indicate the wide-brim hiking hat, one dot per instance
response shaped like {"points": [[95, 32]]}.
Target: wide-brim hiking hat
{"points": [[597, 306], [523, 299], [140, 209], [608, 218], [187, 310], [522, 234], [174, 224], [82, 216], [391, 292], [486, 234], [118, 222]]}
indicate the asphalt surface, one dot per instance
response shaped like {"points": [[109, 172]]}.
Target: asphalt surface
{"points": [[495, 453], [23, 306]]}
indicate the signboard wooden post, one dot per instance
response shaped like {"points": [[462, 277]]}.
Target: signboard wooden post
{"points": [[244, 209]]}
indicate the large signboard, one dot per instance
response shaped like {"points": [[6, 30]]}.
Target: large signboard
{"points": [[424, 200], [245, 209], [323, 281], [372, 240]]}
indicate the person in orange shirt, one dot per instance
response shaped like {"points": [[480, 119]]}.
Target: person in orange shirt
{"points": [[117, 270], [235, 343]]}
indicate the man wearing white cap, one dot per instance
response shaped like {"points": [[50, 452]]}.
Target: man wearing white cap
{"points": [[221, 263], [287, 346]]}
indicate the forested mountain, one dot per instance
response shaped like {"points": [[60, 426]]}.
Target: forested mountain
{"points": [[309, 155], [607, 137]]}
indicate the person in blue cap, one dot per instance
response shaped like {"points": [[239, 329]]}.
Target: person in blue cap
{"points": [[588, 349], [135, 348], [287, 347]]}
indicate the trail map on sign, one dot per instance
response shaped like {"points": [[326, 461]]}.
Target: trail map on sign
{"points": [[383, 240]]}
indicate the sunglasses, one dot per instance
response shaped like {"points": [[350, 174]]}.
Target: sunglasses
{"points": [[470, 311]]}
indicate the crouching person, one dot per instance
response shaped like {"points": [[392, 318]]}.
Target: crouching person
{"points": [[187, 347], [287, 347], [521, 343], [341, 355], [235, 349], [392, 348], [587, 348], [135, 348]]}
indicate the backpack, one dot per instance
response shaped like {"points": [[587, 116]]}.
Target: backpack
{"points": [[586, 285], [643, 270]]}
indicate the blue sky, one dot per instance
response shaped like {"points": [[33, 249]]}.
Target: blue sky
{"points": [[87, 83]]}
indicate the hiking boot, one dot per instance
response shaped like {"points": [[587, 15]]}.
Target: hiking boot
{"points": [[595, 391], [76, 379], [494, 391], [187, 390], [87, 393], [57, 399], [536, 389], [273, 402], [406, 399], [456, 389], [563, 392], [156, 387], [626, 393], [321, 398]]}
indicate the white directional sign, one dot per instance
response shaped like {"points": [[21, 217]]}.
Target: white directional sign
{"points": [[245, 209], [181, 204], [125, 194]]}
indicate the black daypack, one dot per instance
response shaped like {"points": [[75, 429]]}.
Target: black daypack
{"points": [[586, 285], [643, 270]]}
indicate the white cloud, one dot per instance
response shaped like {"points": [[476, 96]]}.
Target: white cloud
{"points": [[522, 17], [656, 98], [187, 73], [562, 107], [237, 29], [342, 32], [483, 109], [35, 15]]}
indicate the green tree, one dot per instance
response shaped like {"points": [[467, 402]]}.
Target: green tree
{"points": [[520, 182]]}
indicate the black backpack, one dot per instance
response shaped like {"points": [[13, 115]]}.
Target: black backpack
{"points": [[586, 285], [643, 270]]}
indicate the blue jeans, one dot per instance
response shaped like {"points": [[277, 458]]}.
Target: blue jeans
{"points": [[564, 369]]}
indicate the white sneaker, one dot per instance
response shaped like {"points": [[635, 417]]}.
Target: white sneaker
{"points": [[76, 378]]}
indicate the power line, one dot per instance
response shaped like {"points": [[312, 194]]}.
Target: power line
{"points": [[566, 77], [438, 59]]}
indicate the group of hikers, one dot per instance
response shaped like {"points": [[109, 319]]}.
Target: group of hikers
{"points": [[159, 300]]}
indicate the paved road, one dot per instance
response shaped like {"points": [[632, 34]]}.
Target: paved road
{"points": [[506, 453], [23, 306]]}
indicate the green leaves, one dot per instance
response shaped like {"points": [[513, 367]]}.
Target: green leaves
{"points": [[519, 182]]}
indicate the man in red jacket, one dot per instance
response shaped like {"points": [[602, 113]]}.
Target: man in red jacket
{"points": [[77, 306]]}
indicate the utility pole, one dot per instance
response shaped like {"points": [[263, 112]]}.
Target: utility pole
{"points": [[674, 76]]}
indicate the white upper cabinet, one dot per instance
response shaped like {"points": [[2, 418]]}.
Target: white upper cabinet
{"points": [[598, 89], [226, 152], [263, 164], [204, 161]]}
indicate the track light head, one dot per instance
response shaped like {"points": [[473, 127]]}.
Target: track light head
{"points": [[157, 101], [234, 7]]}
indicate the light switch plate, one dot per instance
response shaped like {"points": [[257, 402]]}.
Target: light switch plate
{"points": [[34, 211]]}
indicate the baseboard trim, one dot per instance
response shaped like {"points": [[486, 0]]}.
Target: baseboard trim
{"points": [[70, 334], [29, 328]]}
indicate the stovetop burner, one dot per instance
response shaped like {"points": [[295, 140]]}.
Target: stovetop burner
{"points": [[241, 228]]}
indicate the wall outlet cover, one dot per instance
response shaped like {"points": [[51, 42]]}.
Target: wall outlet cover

▸ Short exercise
Exactly and only the lines from the line containing "indicate the light" through the last line of the entries should be copied, both ends included.

▸ Problem solution
indicate the light switch plate, one dot per instance
response shaped like {"points": [[257, 402]]}.
Target: light switch plate
{"points": [[34, 211]]}
indicate the baseboard trim, one dot per instance
response shaped like {"points": [[486, 0]]}.
Target: baseboard trim
{"points": [[70, 334], [29, 328]]}
indicate the stovetop burner, one dot per instance
response shaped like {"points": [[295, 140]]}.
Target: stovetop burner
{"points": [[241, 228]]}
indicate the wall outlet cover, one dot per instance
response shaped like {"points": [[51, 42]]}.
Target: wall outlet cover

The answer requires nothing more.